== TASK ITEM ==
Entries follow. Return each line that contains the word "star".

(Records from a collection)

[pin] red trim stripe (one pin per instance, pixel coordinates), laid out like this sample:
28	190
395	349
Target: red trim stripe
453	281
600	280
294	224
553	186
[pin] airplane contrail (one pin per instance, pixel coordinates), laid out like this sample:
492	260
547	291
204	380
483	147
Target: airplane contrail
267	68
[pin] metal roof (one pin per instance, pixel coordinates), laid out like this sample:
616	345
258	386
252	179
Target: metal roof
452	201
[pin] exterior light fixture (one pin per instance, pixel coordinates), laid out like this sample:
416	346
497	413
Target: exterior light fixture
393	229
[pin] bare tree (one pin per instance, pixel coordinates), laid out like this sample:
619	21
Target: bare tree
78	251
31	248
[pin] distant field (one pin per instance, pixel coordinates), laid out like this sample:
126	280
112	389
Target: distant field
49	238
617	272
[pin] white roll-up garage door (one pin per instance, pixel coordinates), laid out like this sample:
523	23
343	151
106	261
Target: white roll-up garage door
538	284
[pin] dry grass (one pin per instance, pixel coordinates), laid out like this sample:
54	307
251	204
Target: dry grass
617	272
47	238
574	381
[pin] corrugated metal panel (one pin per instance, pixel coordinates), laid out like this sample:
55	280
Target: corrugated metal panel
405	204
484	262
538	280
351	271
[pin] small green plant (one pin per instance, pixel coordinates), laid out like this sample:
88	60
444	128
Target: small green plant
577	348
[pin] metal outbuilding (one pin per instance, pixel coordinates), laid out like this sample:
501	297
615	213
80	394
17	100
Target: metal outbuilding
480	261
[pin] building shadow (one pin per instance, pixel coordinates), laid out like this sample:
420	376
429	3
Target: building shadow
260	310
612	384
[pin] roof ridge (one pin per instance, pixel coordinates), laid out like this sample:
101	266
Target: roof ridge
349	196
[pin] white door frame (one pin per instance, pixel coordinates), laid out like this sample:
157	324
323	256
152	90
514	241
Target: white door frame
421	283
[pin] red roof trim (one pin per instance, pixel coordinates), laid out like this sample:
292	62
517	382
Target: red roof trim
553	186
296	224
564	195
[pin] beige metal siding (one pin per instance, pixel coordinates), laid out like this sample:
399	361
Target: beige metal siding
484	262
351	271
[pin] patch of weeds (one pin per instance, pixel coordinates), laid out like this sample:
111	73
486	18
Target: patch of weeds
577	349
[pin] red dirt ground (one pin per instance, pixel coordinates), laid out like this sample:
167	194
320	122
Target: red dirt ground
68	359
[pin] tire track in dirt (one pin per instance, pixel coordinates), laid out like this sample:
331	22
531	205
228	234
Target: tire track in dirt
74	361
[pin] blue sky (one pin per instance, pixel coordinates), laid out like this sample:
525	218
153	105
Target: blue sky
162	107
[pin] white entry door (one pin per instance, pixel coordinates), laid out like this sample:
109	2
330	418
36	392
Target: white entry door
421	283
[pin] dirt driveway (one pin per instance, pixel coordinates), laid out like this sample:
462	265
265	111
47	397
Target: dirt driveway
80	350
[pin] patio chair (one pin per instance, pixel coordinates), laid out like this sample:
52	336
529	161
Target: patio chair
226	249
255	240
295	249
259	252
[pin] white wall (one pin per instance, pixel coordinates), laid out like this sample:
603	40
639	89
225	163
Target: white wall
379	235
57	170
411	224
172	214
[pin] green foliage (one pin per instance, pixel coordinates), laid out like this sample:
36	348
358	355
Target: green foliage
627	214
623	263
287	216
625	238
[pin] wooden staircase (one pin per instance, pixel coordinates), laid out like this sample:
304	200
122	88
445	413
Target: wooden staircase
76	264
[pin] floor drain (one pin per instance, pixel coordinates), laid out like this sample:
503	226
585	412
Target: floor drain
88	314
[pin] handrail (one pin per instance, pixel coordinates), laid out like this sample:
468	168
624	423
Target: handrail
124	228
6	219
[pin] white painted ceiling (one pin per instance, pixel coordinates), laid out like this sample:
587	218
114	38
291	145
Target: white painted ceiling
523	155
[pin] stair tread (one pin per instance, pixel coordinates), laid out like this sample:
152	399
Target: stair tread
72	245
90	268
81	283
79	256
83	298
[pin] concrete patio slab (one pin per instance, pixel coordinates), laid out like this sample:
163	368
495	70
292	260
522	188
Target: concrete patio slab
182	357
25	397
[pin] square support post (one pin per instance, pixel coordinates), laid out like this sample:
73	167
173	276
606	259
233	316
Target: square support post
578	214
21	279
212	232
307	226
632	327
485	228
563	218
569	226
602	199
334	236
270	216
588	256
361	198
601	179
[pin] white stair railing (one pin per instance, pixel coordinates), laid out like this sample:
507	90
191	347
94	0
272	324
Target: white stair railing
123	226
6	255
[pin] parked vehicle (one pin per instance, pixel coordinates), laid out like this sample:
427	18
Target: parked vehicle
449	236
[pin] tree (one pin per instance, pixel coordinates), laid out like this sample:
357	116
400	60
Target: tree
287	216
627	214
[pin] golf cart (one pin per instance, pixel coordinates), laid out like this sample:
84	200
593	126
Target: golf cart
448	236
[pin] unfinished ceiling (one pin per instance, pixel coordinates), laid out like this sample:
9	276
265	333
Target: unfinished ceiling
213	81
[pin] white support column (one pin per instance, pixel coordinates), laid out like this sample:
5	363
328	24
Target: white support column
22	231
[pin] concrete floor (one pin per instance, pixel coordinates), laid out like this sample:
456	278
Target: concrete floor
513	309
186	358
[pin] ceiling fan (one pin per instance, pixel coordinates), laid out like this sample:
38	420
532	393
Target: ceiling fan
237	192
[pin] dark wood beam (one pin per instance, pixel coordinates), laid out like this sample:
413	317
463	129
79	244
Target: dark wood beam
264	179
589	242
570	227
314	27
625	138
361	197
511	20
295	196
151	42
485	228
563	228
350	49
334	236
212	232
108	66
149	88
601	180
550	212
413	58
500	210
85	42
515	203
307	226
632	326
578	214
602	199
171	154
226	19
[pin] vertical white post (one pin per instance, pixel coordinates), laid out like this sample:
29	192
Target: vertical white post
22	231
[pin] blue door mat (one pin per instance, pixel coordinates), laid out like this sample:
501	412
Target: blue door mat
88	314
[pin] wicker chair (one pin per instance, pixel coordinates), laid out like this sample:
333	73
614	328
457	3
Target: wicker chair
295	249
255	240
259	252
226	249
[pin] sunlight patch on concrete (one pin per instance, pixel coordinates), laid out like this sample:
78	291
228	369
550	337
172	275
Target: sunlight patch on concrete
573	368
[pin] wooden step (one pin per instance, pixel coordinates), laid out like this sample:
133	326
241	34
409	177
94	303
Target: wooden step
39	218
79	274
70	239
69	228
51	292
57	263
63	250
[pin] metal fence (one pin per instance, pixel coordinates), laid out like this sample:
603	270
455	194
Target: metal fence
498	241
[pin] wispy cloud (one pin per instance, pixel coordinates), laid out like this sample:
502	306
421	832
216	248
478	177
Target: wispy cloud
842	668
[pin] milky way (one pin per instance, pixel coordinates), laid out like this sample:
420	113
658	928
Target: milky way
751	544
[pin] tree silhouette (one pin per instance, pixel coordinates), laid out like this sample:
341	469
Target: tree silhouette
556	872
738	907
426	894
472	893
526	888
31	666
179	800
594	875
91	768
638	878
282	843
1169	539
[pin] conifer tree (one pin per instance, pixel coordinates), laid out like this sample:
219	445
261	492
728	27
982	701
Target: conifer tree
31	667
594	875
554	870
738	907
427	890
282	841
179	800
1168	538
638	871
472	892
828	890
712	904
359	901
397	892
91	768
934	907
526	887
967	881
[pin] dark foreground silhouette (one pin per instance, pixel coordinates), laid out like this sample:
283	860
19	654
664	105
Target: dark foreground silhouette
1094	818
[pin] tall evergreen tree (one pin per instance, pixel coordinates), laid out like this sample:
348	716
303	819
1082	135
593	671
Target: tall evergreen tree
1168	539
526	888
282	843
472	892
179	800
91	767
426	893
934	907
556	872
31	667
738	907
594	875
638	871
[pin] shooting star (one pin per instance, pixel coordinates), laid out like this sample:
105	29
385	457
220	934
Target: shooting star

== EXPECTED ANSWER ==
[pin] shooting star (one pin per instance, pixel coordinates), laid out like this sample:
Target: shooting star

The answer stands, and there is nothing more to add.